*The tasks:*
**1.** Answer these questions from the passage on reconstitution of first-instance tribunals:
(a) The present case concerns the reconstitution of what kind of court?
(b) Which case is cited for the rule that a statute requiring the same judges throughout the proceedings must be complied with?
(c) Which case is cited for allowing a different judge to complete a part-heard case where a statute permits substitution?
**2.** Carry on the passage on reconstitution of first-instance tribunals, beginning after its final sentence.

Start of Quoted passage

First Instance Tribunals

  1. There is a significant line of authority concerning the circumstances in which it is permissible for one first-instance judge or tribunal to make a decision concerning proceedings that another judge or tribunal has commenced to hear, but has been unable to continue to hear. Even though the present case concerns reconstitution of an appellate court, the cases concerning reconstitution of first-instance tribunals can illuminate what, if any, limitations on reconstitution there are simply by virtue of being a court.

  1. Concerning reconstitution of first-instance tribunals, if a statute specifically required the same judges to be present during the whole of the proceedings, that provision must be complied with: Munday v Munday [1954] 2 All ER 667. Conversely, if a statute permitted substitution of one judicial officer by another in certain circumstances, if a case begun by one judge has become part-heard, a different judge can complete the case in the circumstances permitted by such a statute: Chua Chee Chor v Chua Kim Yong [1962] 1 WLR 1464.

End of Quoted passage
Start of Data extract

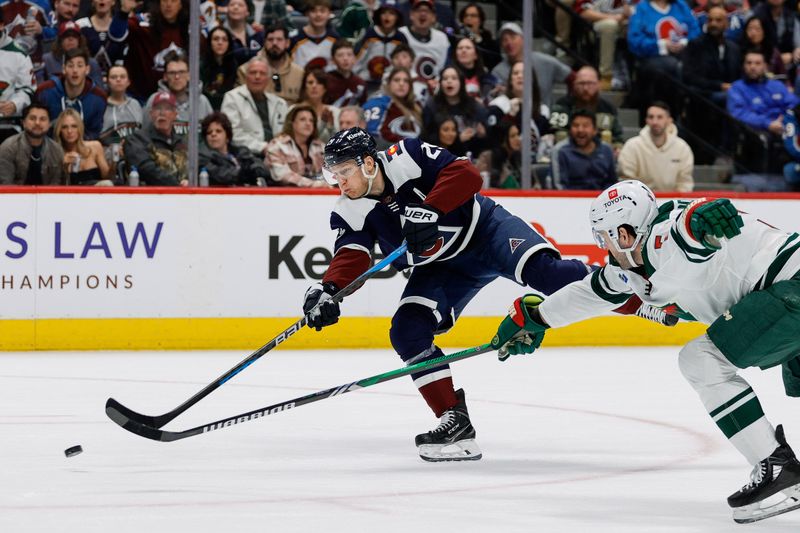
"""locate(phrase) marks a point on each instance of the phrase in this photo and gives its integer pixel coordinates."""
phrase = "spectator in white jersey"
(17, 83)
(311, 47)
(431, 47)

End of Data extract
Start of Data extract

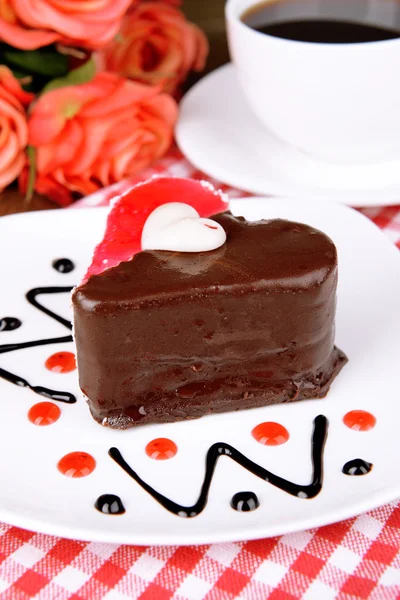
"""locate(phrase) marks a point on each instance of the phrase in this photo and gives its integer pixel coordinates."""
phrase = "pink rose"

End of Data extract
Start of Data extract

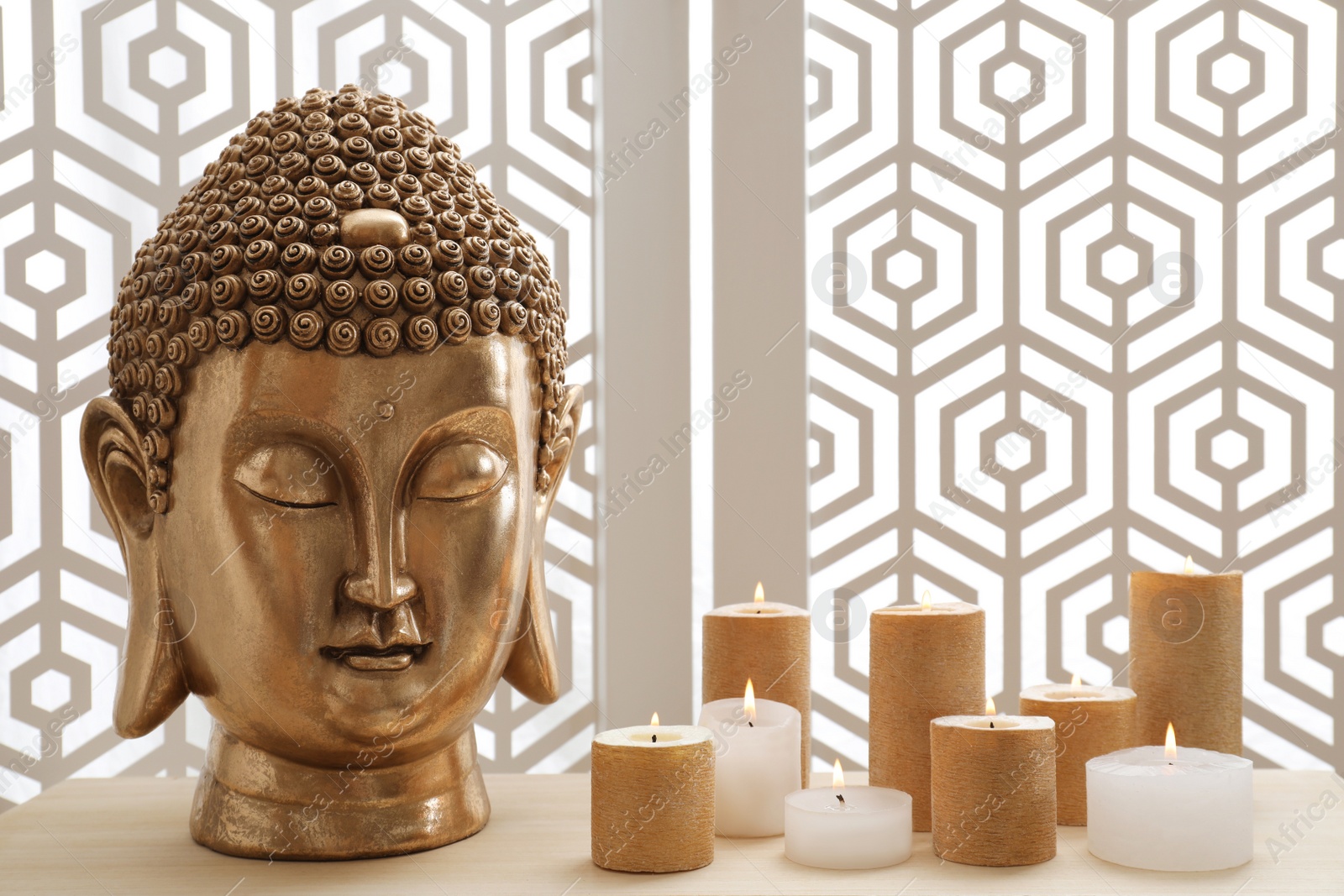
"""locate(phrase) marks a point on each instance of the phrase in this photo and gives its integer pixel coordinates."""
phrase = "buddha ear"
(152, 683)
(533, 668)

End of Data extract

*The results:*
**1.**
(a) An appellate court.
(b) Munday v Munday [1954] 2 All ER 667.
(c) Chua Chee Chor v Chua Kim Yong [1962] 1 WLR 1464.

**2.**
  1. Subject to those matters, whether it is permissible for another judge to complete the part-heard case, rather than starting the hearing afresh, can be influenced by whether the trial is civil or criminal: R v Southwark Crown Court [1993] 1 WLR 764. It can be influenced by whether the trial is before a judge sitting alone, a judge and jury, or some differently constituted form of tribunal. It can be influenced by whether there is a significant conflict in the evidence: Bolton v Bolton [1949] 2 All ER 908; Re British Reinforced Concrete Engineering Co's Application (1929) 45 TLR 186; Brennan v Brennan (1953) 89 CLR 129 at 136-137. It can be influenced by whether the reason why a judge who has embarked on hearing a case does not continue to hear it to its conclusion is because it is impossible for the judge to continue (whether through death, ceasing to hold office as a judge, or other causes such as incapacitating illness) or whether it is a matter of personal or administrative convenience. It can be influenced by the nature of the tasks that remain to be done when the first judge becomes unavailable.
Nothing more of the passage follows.